● Verilen Metin:
┌──
Börklüce Mustafa’dan başlarsam; Börklüce sömürülen ve ezilen halkın, toplulukların tarihsel önderi. Börklüce şahsında yoksul köylülük, balıkçılar, göçerler, Müslüman ve gayrimüslüm ahali ile muhtemelen köleler egemenlerine, efendilerine isyan ediyor. Aynı şey Torlak Kemal için de geçerli. Torlaklar yoksul göçerler. “Bir lokma, bir hırka” şiarıyla yaşayan derviş insanlardır. Sosyal, siyasal sistemin mal, mülk, statü ve sembollerine karşıdırlar. Egemen iktidara ve ilişkilerine karşı oluşları onları hareketle yan yana getirmiştir.

Klasik ve çağdaş Osmanlı tarihçiliğine “1416 İhtilali” ve Şeyh Bedreddin nasıl yansımıştır?
└──
● Verilen Problem 1: Verilen metnin "Börklüce Mustafa’dan başlarsam;" ifadesinden başlayıp "yan yana getirmiştir." ifadesinde biten kısmını, "isyan ediyor" yerine "başkaldırıyor" koyarak düzenle ve yeniden yaz.
● Verilen Problem 2: Verilen metni iki cümlede özetle.
● Verilen Problem 3: Verilen metne göre Torlaklar hangi şiarla yaşar?

● Malzeme:
┌──
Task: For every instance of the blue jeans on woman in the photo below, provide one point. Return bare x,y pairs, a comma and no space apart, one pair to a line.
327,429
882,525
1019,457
└──
● Alıştırma Yanıtı 1:
Börklüce Mustafa’dan başlarsam; Börklüce sömürülen ve ezilen halkın, toplulukların tarihsel önderi. Börklüce şahsında yoksul köylülük, balıkçılar, göçerler, Müslüman ve gayrimüslüm ahali ile muhtemelen köleler egemenlerine, efendilerine başkaldırıyor. Aynı şey Torlak Kemal için de geçerli. Torlaklar yoksul göçerler. “Bir lokma, bir hırka” şiarıyla yaşayan derviş insanlardır. Sosyal, siyasal sistemin mal, mülk, statü ve sembollerine karşıdırlar. Egemen iktidara ve ilişkilerine karşı oluşları onları hareketle yan yana getirmiştir.

● Alıştırma Yanıtı 2: Börklüce Mustafa, sömürülen ve ezilen halkın tarihsel önderidir ve onun şahsında yoksul köylüler, balıkçılar, göçerler, Müslüman ve gayrimüslim ahali ile muhtemelen köleler egemenlerine isyan eder. Aynı durum Torlak Kemal için de geçerlidir; "Bir lokma, bir hırka" şiarıyla yaşayan yoksul göçer dervişler olan Torlaklar, egemen iktidara ve ilişkilerine karşı oluşları nedeniyle hareketle yan yana gelmiştir.

● Alıştırma Yanıtı 3: "Bir lokma, bir hırka" şiarıyla.